• [Trecho exibido]
──────────

Inclusive, a história da massoterapeuta é muito parecida com a do estudante de jornalismo: ela perdeu a visão gradativamente, desde os dezesseis anos, até chegar ao ponto em que não enxergava mais. Diferentemente dele, todavia, ela não possui vínculos acadêmicos com a UFMG. O contato de Cleusa com a faculdade ocorre apenas de modo breve, isto é, quando a massoterapeuta precisa passar pela estação que fica em frente ao campus localizado na Pampulha. Mas é aí que surge o principal problema da história. Como a massoterapeuta precisa pegar ônibus todos os dias para ir ao trabalho, possui palavras fortes e precisas sobre a acessibilidade das estações, seja de metrô ou ônibus:

‘’Acaba que a gente conhece cada buraco (risos), dependemos das outras pessoas para nos locomovermos mesmo. Graças a Deus tem muita gente boa no mundo, porém o que eu vejo é que nas estações não há acessibilidade adequada’’.

O vão em que Cleusa caiu era parecido com este flagrado na estação UFMG. (Foto: João Lamêgo)

──────────

Responda com base no trecho sobre a acessibilidade das estações:
1. Desde que idade a massoterapeuta perdeu a visão gradativamente?
2. Em que local fica o campus em frente à estação por onde Cleusa passa?
3. Em qual estação foi flagrado o vão parecido com aquele em que Cleusa caiu?

• [Itens de dados armazenados]

──────────

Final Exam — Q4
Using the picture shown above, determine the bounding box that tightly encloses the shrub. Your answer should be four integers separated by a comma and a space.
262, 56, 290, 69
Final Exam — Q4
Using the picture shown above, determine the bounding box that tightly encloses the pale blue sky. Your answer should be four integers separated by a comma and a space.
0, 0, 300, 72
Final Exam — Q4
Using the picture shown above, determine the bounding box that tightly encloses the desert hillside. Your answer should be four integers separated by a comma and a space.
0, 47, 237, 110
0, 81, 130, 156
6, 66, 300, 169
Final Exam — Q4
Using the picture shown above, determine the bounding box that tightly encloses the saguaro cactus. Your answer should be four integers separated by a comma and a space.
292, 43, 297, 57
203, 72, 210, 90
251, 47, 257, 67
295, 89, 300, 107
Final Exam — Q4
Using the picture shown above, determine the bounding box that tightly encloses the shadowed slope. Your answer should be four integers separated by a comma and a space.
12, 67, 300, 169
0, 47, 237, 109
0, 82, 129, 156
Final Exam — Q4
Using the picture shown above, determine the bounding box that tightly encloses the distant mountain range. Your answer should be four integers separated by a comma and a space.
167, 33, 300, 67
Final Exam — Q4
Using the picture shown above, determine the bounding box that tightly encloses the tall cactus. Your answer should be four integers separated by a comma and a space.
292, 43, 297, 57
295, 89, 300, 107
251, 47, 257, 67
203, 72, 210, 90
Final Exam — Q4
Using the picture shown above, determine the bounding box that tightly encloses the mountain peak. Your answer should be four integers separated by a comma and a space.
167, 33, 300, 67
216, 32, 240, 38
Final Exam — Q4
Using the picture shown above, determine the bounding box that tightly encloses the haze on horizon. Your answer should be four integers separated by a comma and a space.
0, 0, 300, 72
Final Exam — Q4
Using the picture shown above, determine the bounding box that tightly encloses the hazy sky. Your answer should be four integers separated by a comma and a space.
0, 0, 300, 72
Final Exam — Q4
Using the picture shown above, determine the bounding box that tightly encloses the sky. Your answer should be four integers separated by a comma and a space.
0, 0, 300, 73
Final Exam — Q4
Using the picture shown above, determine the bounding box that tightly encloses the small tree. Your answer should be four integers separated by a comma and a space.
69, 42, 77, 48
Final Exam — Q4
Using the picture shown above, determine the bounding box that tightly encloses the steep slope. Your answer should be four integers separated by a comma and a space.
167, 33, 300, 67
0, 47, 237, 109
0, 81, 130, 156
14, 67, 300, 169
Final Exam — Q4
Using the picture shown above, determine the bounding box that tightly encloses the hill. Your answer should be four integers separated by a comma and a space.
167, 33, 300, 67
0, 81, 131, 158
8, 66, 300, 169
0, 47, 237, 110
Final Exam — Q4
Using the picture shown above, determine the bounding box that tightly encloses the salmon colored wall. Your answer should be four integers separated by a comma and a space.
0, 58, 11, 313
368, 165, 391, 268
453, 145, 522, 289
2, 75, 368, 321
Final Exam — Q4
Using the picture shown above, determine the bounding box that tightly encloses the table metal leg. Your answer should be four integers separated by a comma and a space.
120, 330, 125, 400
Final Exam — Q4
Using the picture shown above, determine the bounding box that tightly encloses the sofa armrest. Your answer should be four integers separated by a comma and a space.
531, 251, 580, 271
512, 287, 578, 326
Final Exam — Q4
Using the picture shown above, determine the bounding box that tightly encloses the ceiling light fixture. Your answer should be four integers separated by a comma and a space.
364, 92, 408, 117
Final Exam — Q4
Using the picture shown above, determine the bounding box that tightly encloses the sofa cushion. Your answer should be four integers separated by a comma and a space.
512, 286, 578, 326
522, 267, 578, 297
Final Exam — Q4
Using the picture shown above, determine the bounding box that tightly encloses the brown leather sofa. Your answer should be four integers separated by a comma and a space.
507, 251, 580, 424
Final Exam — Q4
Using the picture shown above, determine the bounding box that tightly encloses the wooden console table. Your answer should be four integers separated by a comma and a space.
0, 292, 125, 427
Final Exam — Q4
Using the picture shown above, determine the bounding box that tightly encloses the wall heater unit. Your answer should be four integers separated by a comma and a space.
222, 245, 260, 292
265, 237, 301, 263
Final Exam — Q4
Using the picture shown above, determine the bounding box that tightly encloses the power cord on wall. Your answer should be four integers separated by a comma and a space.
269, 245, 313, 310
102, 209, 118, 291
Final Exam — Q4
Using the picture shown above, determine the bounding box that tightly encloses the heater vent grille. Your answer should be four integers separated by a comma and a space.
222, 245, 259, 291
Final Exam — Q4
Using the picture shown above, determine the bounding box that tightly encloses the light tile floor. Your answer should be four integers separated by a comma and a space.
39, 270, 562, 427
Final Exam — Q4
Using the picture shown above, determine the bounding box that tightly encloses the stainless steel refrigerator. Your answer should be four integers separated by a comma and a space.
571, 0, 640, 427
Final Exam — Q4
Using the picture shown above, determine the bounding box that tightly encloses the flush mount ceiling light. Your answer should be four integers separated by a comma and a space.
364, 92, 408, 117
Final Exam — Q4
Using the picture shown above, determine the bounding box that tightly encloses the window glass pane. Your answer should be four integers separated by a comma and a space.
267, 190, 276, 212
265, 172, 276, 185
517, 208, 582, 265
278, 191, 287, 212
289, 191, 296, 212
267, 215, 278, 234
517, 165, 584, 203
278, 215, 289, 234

──────────

• [Resolução]
1. Desde os dezesseis anos.
2. Na Pampulha.
3. Na estação UFMG.